INSTRUCTIONS FOR THE TASK ->
Restate word for word the lines from the one containing "Pick out the white robe" through the end of the listing below, with both ends included.

START

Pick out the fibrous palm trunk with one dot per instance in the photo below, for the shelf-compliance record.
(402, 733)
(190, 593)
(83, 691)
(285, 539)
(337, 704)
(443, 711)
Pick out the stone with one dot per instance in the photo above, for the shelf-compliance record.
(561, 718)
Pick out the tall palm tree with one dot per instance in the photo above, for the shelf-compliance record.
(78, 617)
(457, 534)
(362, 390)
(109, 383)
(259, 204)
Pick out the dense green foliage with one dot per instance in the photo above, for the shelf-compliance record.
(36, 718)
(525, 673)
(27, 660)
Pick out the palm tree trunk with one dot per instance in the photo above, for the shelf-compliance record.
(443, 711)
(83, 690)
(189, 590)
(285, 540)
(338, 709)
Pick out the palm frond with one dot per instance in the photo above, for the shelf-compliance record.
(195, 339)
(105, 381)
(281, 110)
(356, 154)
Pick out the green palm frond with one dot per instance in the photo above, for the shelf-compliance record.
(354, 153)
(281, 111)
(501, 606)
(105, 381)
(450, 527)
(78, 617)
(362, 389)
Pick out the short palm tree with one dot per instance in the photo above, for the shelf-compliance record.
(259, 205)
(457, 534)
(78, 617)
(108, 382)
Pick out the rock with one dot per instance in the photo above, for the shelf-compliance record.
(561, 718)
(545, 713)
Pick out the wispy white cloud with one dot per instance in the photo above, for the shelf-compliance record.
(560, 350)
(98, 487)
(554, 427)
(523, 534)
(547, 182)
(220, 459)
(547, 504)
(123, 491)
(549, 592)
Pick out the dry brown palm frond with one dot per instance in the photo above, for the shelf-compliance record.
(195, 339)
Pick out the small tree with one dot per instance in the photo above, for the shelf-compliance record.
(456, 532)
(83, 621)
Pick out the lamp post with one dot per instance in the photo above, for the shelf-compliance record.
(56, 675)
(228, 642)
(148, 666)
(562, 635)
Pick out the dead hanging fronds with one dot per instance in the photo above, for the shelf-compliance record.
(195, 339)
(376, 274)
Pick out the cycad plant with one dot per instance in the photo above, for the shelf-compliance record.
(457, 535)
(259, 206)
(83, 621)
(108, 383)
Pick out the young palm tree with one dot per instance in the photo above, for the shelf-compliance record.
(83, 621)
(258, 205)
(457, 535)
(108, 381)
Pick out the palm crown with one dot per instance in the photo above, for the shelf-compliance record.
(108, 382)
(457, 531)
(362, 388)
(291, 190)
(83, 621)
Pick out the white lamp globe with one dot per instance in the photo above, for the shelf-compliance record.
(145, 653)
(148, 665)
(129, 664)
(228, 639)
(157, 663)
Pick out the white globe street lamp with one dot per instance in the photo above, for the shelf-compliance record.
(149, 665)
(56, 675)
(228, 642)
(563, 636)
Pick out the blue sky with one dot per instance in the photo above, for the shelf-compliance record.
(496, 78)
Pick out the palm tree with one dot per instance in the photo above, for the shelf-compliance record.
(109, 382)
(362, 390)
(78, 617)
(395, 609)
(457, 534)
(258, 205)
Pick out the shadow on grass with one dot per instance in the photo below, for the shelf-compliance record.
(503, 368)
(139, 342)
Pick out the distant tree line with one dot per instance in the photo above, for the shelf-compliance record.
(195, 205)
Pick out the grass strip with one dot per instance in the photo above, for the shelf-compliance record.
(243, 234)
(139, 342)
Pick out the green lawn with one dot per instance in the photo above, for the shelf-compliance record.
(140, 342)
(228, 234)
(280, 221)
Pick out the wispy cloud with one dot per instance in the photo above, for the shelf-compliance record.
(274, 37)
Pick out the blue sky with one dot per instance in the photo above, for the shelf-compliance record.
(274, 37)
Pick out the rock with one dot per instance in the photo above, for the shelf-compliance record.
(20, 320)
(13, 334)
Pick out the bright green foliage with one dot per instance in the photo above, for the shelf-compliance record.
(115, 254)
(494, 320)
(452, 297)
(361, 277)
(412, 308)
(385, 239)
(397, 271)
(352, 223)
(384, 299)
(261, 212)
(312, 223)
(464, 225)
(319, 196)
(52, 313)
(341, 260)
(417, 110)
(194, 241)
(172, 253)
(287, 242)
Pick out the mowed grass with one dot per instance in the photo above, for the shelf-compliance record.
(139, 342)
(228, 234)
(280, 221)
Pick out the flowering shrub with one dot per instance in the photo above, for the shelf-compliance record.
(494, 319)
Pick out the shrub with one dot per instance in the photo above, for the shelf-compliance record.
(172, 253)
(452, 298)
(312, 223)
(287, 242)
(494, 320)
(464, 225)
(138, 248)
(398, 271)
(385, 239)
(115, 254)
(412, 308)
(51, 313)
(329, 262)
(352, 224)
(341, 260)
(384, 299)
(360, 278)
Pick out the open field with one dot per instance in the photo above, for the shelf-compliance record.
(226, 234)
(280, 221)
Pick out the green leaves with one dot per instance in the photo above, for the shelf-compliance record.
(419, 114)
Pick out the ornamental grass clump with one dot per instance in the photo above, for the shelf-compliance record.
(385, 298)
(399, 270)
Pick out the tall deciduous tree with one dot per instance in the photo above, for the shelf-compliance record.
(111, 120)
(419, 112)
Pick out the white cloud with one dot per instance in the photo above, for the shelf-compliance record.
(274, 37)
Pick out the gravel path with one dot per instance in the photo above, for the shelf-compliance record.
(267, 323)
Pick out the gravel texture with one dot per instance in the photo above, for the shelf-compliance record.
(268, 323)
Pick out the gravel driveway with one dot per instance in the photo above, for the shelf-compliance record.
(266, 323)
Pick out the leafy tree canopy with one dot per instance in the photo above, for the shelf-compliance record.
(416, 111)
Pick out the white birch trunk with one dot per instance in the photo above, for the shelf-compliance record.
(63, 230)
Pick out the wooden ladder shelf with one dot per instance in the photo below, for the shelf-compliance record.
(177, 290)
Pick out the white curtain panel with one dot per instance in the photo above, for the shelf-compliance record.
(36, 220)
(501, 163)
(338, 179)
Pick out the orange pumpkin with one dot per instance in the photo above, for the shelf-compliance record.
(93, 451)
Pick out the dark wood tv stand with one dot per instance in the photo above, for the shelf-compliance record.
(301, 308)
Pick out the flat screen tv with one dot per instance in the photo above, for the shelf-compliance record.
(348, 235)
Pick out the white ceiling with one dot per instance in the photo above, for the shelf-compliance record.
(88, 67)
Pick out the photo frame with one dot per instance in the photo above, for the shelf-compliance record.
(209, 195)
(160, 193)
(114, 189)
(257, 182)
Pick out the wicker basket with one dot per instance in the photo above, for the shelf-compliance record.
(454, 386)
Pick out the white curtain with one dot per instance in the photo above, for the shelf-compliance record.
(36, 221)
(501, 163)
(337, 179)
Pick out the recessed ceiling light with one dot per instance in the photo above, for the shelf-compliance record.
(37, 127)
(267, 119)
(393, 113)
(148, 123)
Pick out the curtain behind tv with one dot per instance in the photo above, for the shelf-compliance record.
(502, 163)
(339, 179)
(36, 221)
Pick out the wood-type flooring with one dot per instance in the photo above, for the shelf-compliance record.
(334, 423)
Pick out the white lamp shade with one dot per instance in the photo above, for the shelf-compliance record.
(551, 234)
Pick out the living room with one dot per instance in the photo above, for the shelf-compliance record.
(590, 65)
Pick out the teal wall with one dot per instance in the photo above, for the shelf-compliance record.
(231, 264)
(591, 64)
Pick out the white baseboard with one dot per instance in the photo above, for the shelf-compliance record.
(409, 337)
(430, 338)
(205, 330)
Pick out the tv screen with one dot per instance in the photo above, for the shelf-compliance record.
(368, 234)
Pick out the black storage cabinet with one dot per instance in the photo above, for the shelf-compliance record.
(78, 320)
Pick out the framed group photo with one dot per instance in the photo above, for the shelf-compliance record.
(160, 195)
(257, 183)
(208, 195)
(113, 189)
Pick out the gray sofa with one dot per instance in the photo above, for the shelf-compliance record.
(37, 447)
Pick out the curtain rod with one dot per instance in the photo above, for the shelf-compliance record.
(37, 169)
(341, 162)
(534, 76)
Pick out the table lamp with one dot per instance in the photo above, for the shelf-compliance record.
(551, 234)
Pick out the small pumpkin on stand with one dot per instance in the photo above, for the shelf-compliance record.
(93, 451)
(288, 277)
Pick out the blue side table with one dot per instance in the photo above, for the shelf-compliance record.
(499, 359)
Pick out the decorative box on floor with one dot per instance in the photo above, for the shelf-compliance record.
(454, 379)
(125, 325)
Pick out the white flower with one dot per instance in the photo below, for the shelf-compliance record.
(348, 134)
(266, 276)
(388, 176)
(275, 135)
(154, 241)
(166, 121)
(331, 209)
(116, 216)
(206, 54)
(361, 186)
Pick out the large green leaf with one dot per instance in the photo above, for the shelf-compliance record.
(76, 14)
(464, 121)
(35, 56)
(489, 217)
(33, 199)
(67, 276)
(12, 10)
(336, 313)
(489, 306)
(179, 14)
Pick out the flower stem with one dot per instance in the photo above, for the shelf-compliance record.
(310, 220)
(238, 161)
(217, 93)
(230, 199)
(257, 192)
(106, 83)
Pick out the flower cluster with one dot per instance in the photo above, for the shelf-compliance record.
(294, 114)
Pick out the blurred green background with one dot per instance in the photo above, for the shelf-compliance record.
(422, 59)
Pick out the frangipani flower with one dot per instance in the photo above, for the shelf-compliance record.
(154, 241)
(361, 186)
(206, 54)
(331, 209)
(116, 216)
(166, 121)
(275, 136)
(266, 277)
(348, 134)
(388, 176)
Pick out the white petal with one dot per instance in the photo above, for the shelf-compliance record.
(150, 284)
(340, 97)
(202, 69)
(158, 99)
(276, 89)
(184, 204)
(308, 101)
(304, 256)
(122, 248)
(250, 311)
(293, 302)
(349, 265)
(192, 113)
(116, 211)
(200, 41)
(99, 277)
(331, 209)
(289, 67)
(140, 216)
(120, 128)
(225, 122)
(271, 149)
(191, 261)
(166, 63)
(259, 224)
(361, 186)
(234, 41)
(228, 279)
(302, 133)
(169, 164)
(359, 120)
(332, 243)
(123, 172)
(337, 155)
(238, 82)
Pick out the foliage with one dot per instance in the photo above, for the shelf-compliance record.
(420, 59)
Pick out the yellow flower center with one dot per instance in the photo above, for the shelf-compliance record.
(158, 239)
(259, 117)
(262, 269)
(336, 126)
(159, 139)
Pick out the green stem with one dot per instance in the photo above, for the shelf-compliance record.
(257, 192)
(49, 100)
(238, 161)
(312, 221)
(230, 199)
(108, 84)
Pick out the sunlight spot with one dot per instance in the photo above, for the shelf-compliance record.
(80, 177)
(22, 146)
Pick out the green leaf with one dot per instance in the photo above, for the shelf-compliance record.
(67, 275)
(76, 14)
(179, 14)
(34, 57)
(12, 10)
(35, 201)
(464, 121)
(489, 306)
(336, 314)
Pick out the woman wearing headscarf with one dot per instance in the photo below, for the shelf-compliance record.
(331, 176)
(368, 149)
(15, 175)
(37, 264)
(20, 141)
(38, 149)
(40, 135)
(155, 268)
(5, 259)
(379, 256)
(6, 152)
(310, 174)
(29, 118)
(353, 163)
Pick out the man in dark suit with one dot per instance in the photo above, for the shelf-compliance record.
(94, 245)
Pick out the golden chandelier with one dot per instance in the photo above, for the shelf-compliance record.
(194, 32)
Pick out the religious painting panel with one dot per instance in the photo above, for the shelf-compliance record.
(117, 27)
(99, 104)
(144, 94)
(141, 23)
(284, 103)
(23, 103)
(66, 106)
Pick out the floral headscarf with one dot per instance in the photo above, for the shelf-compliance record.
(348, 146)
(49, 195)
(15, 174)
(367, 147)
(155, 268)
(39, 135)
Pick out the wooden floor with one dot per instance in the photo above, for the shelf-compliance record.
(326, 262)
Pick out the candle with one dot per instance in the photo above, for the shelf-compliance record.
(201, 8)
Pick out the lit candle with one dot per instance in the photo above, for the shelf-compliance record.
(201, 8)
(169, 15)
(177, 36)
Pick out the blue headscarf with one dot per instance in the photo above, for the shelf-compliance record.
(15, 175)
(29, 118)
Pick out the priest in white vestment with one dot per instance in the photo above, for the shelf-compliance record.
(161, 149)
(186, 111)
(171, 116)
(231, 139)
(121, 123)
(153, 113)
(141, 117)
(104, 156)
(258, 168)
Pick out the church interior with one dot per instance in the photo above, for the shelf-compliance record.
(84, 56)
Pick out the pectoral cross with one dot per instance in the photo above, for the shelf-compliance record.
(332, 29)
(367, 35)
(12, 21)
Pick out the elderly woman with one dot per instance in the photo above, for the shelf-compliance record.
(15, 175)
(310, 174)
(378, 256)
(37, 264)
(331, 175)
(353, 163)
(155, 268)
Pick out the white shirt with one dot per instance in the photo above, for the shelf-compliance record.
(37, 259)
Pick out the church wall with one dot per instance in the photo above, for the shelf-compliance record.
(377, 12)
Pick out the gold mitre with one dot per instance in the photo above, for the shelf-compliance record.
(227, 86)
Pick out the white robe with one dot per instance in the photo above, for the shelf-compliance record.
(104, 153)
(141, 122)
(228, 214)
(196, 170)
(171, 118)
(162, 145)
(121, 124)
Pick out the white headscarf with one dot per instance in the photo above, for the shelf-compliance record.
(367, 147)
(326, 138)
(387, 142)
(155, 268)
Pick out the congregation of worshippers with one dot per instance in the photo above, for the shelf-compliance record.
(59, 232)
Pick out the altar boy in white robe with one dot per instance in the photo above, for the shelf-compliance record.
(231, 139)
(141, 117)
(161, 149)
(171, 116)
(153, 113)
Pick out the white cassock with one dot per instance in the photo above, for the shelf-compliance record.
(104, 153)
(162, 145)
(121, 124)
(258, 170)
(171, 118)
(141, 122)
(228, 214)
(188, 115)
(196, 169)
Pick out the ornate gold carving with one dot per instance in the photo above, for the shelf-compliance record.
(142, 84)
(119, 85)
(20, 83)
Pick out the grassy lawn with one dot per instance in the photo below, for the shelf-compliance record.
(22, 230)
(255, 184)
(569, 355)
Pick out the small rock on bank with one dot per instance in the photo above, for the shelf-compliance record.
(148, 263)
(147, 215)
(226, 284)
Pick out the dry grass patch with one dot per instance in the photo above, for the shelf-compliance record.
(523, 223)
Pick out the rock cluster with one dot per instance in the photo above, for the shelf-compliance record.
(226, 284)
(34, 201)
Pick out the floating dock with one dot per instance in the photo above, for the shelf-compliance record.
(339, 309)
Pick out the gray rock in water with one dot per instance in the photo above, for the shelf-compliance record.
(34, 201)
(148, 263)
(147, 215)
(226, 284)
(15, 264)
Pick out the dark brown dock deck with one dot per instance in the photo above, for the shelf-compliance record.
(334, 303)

END

WRITTEN ANSWER ->
Pick out the white robe with one dot per instance in the photo above, for the shelf-compliance record.
(104, 153)
(141, 122)
(228, 214)
(196, 170)
(171, 118)
(162, 145)
(121, 124)
Pick out the white headscarf with one dot per instance in the photo above, for the shelf-compliance record.
(367, 147)
(326, 138)
(387, 142)
(155, 268)
Pick out the congregation of worshippers with one dot per instance in the photo above, for the shelf-compliance record.
(59, 232)
Pick out the altar boy in white robe with one dot per instance in the photo above, for the shelf-compliance record.
(231, 139)
(141, 117)
(161, 149)
(171, 116)
(153, 113)
Pick out the white cassock with one dot per instance in the photo above, for the shelf-compliance record.
(104, 153)
(162, 145)
(121, 124)
(258, 170)
(171, 118)
(141, 122)
(228, 214)
(188, 115)
(196, 169)
Pick out the ornate gold carving with one dot per instance in the photo above, for the shelf-compliance record.
(142, 84)
(119, 85)
(20, 83)
Pick out the grassy lawn with one dot per instance in the photo below, for the shelf-compliance record.
(22, 230)
(255, 184)
(569, 355)
Pick out the small rock on bank with one dot per instance in the photo above, for the shelf-compliance record.
(148, 263)
(147, 215)
(226, 284)
Pick out the dry grass patch with one dot per instance in the photo above, for the shelf-compliance record.
(523, 223)
Pick out the rock cluster with one dot per instance in the photo above, for the shelf-compliance record.
(226, 284)
(34, 201)
Pick out the floating dock with one dot per instance in the photo above, for the shelf-compliance record.
(339, 309)
Pick out the gray rock in water with one dot per instance in the photo above, for the shelf-compliance record.
(34, 201)
(148, 263)
(147, 215)
(226, 284)
(15, 264)
Pick out the dark brown dock deck with one dot per instance in the photo above, for the shelf-compliance record.
(334, 303)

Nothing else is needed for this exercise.